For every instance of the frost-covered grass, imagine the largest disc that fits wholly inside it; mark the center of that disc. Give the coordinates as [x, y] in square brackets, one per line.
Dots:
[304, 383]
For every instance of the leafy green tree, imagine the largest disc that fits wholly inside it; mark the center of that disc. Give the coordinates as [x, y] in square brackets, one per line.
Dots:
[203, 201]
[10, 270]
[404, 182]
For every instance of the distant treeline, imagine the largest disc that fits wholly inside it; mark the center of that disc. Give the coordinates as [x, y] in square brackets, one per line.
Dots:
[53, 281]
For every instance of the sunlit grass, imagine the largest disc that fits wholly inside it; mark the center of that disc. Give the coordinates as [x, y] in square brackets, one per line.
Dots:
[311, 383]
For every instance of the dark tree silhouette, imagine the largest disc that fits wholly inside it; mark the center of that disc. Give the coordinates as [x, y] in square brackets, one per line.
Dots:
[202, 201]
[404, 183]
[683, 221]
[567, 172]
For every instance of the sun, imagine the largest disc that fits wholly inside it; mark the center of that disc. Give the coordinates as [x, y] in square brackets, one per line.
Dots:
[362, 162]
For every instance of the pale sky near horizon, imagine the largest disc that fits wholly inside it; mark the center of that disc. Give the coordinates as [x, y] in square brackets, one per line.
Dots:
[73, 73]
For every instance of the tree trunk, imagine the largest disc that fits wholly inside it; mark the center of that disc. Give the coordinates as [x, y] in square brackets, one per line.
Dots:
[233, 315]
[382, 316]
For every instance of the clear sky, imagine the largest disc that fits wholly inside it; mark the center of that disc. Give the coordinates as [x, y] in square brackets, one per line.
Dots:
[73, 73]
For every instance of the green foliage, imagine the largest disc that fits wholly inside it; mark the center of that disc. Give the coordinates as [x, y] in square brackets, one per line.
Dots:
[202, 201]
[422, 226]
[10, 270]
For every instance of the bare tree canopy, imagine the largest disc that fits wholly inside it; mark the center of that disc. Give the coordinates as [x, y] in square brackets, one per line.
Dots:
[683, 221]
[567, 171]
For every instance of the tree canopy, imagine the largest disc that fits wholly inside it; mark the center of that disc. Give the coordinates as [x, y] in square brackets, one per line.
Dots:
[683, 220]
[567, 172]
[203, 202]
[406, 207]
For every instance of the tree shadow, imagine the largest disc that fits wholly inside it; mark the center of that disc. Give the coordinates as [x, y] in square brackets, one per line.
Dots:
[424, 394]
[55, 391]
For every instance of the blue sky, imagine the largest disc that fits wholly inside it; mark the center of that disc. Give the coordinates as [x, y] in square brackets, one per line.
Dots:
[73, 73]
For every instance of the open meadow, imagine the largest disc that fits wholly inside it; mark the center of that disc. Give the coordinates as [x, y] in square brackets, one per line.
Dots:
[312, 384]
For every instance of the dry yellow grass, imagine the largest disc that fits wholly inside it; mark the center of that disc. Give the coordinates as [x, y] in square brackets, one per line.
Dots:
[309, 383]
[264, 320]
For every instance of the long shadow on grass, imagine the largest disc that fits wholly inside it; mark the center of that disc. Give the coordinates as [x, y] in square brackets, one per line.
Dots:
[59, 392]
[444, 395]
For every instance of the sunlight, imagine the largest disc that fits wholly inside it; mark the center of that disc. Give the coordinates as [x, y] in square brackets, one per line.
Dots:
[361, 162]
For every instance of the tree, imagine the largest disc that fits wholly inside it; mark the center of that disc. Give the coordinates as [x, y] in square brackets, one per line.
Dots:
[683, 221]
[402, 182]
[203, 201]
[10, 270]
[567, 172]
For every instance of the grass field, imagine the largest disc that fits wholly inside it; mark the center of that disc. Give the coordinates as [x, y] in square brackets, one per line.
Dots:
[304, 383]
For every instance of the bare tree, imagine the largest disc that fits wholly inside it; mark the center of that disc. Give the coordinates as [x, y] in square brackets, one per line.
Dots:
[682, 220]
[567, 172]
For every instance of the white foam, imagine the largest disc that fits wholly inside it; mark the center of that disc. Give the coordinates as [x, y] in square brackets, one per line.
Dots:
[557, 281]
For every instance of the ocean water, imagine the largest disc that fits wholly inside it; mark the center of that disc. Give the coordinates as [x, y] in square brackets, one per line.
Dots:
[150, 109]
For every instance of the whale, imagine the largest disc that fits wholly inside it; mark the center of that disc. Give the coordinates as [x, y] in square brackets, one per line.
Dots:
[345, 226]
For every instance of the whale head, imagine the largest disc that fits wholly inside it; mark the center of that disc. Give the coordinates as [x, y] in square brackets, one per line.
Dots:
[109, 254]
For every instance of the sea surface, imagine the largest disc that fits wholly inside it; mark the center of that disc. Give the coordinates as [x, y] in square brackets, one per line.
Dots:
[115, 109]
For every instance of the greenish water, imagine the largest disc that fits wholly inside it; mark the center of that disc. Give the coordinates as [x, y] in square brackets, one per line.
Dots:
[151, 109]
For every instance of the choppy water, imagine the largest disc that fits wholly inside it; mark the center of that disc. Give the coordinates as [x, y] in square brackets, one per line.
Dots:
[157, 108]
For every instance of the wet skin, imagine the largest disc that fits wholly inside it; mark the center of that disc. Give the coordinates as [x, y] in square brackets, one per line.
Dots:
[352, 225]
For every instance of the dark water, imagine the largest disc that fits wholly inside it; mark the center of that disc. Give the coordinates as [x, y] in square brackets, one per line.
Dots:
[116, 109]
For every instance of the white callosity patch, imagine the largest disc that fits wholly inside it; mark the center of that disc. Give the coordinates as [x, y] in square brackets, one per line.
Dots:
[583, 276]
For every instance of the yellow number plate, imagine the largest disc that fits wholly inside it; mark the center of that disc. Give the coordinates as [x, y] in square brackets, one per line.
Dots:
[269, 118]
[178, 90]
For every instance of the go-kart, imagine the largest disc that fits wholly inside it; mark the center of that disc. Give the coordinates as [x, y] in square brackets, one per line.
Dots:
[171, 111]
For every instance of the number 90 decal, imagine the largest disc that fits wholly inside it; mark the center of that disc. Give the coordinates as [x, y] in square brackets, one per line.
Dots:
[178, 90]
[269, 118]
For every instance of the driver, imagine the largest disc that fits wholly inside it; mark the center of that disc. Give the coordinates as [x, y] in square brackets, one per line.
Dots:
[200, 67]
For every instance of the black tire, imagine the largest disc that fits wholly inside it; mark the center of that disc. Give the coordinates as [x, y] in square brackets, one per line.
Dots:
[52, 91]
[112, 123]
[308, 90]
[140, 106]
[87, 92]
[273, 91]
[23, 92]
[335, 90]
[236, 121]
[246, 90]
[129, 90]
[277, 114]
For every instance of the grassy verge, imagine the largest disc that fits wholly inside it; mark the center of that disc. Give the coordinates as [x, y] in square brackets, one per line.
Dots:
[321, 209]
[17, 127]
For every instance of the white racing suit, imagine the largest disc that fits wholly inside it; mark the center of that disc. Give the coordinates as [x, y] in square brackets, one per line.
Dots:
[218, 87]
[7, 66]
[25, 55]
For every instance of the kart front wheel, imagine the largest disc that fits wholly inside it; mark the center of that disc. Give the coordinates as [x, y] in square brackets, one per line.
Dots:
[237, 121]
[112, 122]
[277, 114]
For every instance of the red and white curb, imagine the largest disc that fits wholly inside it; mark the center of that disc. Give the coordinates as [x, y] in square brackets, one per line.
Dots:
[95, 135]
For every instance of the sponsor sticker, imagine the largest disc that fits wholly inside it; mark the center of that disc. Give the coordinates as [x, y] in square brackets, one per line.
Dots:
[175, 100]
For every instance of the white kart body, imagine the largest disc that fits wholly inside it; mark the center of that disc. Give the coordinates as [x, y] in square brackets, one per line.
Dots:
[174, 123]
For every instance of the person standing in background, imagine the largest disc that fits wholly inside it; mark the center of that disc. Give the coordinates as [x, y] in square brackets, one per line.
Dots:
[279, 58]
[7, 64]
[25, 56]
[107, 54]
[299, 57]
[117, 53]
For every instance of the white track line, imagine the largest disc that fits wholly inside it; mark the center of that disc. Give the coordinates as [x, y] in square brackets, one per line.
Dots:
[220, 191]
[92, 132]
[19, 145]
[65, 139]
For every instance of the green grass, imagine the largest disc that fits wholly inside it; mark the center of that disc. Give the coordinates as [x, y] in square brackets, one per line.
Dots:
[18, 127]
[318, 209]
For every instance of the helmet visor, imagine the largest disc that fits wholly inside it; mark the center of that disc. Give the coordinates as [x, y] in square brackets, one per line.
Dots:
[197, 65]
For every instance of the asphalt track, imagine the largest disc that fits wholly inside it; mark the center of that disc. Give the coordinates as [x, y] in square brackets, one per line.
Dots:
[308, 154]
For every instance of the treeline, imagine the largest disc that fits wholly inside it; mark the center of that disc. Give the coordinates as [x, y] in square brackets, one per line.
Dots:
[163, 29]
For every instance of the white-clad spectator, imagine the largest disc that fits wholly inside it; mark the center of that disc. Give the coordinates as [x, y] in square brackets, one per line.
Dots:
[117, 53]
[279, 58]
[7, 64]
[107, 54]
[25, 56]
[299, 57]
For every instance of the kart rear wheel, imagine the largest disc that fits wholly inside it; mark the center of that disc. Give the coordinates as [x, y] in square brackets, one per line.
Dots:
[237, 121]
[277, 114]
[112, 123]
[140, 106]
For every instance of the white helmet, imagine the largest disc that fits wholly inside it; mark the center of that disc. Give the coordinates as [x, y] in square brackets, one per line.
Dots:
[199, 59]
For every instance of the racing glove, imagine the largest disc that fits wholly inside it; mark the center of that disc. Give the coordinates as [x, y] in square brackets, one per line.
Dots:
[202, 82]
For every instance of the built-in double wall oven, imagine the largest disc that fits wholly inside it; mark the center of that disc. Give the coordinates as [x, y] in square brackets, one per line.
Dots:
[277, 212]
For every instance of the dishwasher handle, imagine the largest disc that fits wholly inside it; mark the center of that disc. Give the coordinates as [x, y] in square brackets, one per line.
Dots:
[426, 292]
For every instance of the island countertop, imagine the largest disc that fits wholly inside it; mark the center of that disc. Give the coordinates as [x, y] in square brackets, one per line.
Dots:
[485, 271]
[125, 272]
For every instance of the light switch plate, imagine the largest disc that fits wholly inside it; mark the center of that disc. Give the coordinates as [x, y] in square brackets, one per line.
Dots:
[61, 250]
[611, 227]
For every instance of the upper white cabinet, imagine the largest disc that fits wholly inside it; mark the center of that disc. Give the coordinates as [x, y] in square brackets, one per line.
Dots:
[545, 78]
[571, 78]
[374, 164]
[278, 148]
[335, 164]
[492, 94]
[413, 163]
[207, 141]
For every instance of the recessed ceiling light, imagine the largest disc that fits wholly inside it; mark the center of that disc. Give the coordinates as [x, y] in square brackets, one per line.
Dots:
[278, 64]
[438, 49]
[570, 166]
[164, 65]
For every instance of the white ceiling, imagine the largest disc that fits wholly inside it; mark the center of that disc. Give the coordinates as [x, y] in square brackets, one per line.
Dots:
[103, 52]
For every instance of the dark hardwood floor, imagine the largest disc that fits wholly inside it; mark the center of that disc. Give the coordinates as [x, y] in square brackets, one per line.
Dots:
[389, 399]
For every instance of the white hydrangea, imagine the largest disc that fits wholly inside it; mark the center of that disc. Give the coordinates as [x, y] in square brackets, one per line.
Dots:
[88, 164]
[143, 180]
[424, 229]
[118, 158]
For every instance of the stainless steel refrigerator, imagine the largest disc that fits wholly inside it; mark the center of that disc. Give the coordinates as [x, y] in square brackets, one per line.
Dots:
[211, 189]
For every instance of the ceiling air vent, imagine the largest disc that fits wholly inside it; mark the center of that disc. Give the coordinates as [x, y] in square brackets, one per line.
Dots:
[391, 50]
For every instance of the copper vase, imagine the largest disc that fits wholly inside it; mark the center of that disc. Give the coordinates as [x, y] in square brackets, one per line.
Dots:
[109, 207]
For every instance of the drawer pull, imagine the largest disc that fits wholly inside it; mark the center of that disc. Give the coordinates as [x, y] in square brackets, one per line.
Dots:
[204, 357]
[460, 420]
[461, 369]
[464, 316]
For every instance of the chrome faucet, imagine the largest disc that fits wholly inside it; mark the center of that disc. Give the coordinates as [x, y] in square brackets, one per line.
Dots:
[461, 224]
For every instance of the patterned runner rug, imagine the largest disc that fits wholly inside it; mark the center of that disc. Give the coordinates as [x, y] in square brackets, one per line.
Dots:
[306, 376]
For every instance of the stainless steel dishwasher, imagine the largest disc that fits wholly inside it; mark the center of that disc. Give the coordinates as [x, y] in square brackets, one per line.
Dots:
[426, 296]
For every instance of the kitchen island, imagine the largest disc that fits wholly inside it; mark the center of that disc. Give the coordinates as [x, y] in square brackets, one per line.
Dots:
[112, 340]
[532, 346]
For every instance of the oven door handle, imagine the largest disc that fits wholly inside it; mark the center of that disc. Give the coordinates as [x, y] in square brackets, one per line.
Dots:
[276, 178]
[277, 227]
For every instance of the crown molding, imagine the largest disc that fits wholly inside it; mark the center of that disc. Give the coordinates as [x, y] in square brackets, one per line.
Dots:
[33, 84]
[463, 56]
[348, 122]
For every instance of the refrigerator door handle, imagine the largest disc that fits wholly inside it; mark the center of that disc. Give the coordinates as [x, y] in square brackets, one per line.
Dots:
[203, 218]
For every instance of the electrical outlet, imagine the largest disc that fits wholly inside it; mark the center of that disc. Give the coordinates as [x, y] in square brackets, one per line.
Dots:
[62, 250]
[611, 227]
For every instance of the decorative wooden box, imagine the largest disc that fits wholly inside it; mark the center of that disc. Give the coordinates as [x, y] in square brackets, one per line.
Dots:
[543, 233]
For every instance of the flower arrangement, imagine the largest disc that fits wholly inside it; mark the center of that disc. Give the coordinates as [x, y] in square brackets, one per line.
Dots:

━━━━

### Stated task
Each line from the one with "For every instance of the electrical" through the last line of the records must be written out word for word. Include nothing else.

### Exercise answer
For every instance of the electrical outlet, imagine the largest disc that fits wholly inside it; mark the center of that disc. Give the coordinates as [x, y] in square brackets, one per line.
Dots:
[62, 250]
[611, 227]
For every instance of the decorative wooden box, imagine the largest disc that fits wholly inside it; mark the center of that disc. Give the coordinates as [x, y] in square brackets, one per line.
Dots:
[543, 233]
For every instance of the flower arrangement, imagine the largest disc that fits wholly inside it; mark the center of that disc. Give the coordinates as [x, y] in square brackets, one per line.
Dots:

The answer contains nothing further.